**REQUIREMENT 1**:
Reproduce word for word the part of the passage about *Everything Bad Is Good for You* starting at "In other words, Johnson" and ending at "from their format.".
**REQUIREMENT 2**:
Pick up the passage about *Everything Bad Is Good for You* after its final sentence and write the next part.

**DOCUMENT EXCERPT**:

········

Everything Bad Is Good for You: How Today's Popular Culture Is Actually Making Us Smarter is a book by Steven Berlin Johnson. In the book, Johnson claims that popular culture – and in particular television shows and video games – has grown more complex and demanding over time and is making us smarter.
Johnson is quick to point out that by no means does the Sleeper Curve imply that popular culture has become superior to traditional culture: what "the Sleeper Curve undermines is not the premise that mass culture pales in comparison to High Art in its aesthetic and intellectual riches".
Then, he establishes the connection between brain chemistry and the physics of a virtual world: "If you create a system where rewards are both clearly defined and achieved by exploring an environment, you'll find human brains drawn to those systems, even if they're made up of virtual characters and simulated sidewalks. It's not the subject matter of these games that attracts – if that were the case, you'd never see twenty-somethings following absurd rescue-the-princess storylines like the best selling Zelda series on the Nintendo platform. It's the reward system that draws those players in, and keeps their famously short attention spans locked on the screen. No other form of entertainment offers that cocktail of reward and exploration".
In other words, Johnson claims that the environment inherent to video games stimulates our brains to produce opioids and reward the player unlike any other form of entertainment. Thus, this strengthens his arguments that we need to evaluate the "form" of video games, rather than the content because there is an implication that something more complex is involved. Rather, he argues that the beneficial elements of video games and television arise from their format.
Johnson introduces the concept of the Autism Quotient or the capacity a person has for determining and understanding the interpersonal connections between people insofar as their emotional intelligence will allow them. This is determined by how low the score is; the lower the AQ score the higher the ability to determine these interpersonal connections. He writes, "People with low AQ scores are particularly talented at reading emotional cues, anticipating the inner thoughts and feelings of other people, a skill that is sometimes called mind reading...Television turns out to be a brilliant medium for assessing other people's emotional intelligence or AQ—a property that is too often ignored when critics evaluate the medium's carrying capacity for thoughtful content". So, insofar as television programming can be said to be a vehicle for cognitive content, the Autism Quotient must be taken into account, at least according to Johnson.
Johnson also discusses social networks – groups or classes of people linked in intertwined relationships, such as a family, a group of friends, coworkers, or any set of people with a continual and substantive interaction. He writes, "Where media is concerned, this type of analysis is not adequately illustrated by narrative threads or a simple list of characters. It is better visualized as a network: a series of points connected by lines of affiliation. When we watch most reality shows, we are implicitly building these social network maps in our heads, a map not so much of plotlines as of attitudes: Nick has a thing for Amy, but Amy may just be using Nick; Bill and Kwame have a competitive friendship". Because everyday human social interactions are more complex than a linear series of events, Johnson argues that they must be visualized, even in television programming, as a web of interconnected lines in reference to all occurring social interaction.

········

[Phrase grounding data]

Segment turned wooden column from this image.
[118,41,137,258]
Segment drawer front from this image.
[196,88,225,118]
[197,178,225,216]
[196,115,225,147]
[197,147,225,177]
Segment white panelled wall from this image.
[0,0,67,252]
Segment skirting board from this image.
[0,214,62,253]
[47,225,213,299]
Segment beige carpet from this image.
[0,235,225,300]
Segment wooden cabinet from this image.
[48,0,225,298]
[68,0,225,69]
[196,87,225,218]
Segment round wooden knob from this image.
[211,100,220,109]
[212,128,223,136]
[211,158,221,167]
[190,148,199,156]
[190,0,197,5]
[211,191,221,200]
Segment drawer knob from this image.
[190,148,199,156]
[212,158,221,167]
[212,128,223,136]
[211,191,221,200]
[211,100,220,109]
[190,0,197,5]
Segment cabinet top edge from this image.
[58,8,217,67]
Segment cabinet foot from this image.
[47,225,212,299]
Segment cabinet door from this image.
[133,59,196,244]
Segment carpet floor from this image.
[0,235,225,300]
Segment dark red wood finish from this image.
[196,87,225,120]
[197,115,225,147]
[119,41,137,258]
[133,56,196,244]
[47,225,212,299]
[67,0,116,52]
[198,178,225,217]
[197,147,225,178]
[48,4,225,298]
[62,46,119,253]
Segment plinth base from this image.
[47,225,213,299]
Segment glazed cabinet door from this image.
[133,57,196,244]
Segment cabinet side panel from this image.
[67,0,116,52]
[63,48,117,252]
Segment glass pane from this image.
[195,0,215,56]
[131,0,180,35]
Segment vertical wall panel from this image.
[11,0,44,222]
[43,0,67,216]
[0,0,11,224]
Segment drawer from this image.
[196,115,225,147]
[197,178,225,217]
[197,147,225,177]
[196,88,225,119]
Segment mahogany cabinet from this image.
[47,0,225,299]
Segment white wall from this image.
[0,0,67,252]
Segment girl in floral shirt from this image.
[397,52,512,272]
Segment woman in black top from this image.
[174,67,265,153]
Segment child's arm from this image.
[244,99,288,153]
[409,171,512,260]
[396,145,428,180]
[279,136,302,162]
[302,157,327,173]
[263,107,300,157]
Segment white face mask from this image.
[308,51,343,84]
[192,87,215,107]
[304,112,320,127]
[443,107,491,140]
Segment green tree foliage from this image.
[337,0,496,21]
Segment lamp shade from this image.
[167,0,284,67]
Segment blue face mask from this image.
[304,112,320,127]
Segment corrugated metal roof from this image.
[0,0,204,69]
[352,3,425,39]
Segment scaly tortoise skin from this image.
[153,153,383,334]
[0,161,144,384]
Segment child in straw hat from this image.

········

**ANSWER 1**:
In other words, Johnson claims that the environment inherent to video games stimulates our brains to produce opioids and reward the player unlike any other form of entertainment. Thus, this strengthens his arguments that we need to evaluate the "form" of video games, rather than the content because there is an implication that something more complex is involved. Rather, he argues that the beneficial elements of video games and television arise from their format.

**ANSWER 2**:
In film, Johnson highlights the recent trend of mind-bending films: Memento, Eternal Sunshine of the Spotless Mind, and Pulp Fiction. He argues these films have become popular despite their use of avant-garde techniques, which normally would restrict their accessibility and economic viability. The popularization of narrative experimentation in these films works to further Johnson's main thesis, which highlights an increase in complexity and viewer involvement throughout mass culture in the last twenty years.
Johnson discusses substance and texture and the way they are used to create a "reality effect": "substance" is all of the subtle, and sometimes obvious, clues that tell the audience what is happening in the show in a more direct way. For example, "When a sci-fi script inserts a non-scientist into some advanced lab who keeps asking the science geeks to explain what they're doing with that particle accelerator – that's a flashing arrow that gives the audience precisely the information they need to know in order to make sense of the plot. "Substance is the material planted amid the background texture that the viewer needs to make sense of the plot.
"'Texture' is all the arcane verbiage provided to convince the viewer that they're watching Actual Doctors At Work". Texture is what is used to make the substance more believable. For instance, in Grey's Anatomy, texture is the complicated medical jargon the actors use. Viewers are not expected to completely understand the language but it is needed to authenticate the plot.
"…Reality effects are designed to create the aura of real life through their sheer meaninglessness: the barometer doesn't play a role in the narrative, and it doesn't symbolize anything. It's just there for background texture, to create the illusion of a world cluttered with objects that have no narrative or symbolic meaning…you don't need to know what it means when the surgeons start shouting about OPCAB and saphenous veins as they perform a bypass on ER". The reality effects are created in concery with the texture to give the show more reliability; they enforce the believability of images as well as verbiage.